Reproduce every row below, replacing each occurrence of "test script" with "UI automation script" and keeping everything else unchanged. Leave the pictures out of your answer.

Begin

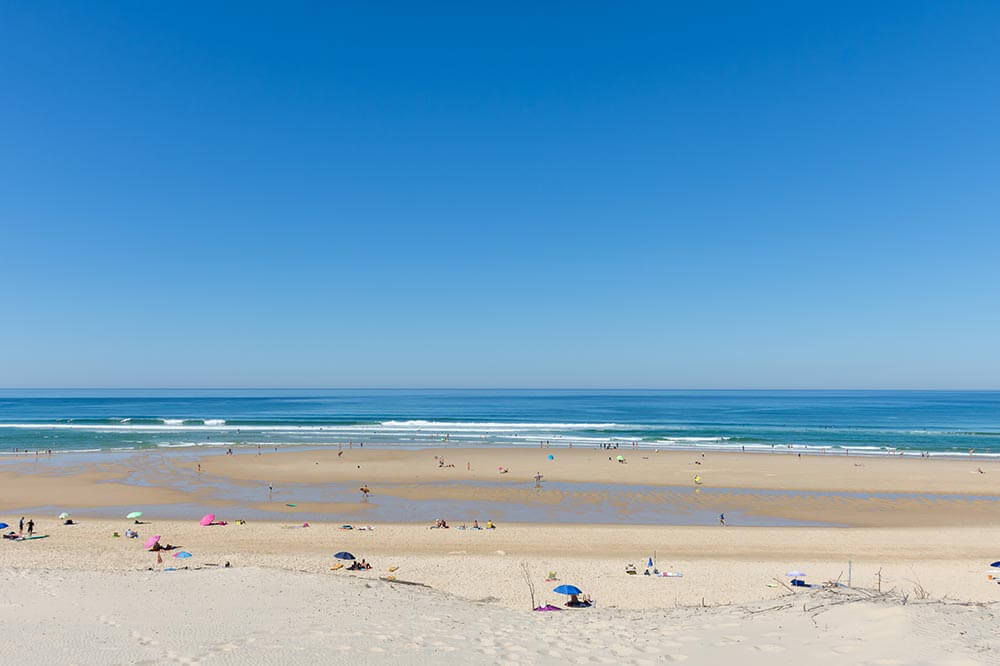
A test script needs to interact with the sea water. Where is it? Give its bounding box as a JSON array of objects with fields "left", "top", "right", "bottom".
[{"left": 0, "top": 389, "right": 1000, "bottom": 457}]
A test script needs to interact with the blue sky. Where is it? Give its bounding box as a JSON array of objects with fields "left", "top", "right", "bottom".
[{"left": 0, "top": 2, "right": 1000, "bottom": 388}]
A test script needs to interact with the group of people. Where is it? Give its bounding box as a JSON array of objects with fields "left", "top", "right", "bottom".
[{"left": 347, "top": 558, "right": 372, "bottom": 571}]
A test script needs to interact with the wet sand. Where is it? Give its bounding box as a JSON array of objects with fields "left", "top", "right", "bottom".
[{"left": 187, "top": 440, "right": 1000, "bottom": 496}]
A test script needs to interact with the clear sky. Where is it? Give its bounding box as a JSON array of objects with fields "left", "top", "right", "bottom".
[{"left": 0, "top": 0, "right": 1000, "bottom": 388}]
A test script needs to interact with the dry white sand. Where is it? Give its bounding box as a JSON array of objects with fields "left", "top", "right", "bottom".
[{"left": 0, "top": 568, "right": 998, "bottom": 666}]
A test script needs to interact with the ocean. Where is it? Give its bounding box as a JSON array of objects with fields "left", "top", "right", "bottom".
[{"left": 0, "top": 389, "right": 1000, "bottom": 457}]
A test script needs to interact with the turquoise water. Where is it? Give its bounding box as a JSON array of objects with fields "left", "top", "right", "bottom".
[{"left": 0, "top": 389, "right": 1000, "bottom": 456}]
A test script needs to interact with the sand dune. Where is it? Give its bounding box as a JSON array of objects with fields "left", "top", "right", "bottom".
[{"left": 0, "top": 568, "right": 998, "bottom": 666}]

End

■ RESULT OF THE TASK:
A UI automation script needs to interact with the sea water. Where is it? Give its bounding box as a JSON array of objects with fields "left", "top", "right", "bottom".
[{"left": 0, "top": 389, "right": 1000, "bottom": 457}]
A UI automation script needs to interact with the blue sky. Where is it? Give its bounding box as a JSON array of objects with fields "left", "top", "right", "bottom".
[{"left": 0, "top": 2, "right": 1000, "bottom": 388}]
A UI automation script needs to interact with the group of people. Where is it? Give its bounding box as a JSON array of objects with fields "left", "top", "right", "bottom".
[{"left": 347, "top": 558, "right": 372, "bottom": 571}]
A UI automation script needs to interact with the wet sand. Where is it? Give its bounding box as a JSON array of objects with fields "left", "top", "right", "bottom".
[{"left": 187, "top": 440, "right": 1000, "bottom": 496}]
A UI automation script needs to interact with the clear sky. Where is it? Give its bounding box as a JSON array of objects with fields "left", "top", "right", "bottom".
[{"left": 0, "top": 0, "right": 1000, "bottom": 388}]
A UI automation script needs to interact with the dry white sand. Where is it? Give its bounding box as a JSON array of objects with fields "left", "top", "right", "bottom".
[{"left": 0, "top": 568, "right": 998, "bottom": 666}]
A UI automation script needs to interact with the ocean. Where is it? Give its bounding box as a JSON array of objects with fields "left", "top", "right", "bottom".
[{"left": 0, "top": 389, "right": 1000, "bottom": 457}]
A UI automation script needs to interact with the turquoise water. Where is it? Give its bounding box as a JSON array of objects with fields "left", "top", "right", "bottom".
[{"left": 0, "top": 389, "right": 1000, "bottom": 456}]
A UI automation script needs to interact with the sand dune. Where is it? Give its bounding box as a JSON array of objects with fields "left", "top", "right", "bottom".
[{"left": 0, "top": 568, "right": 998, "bottom": 666}]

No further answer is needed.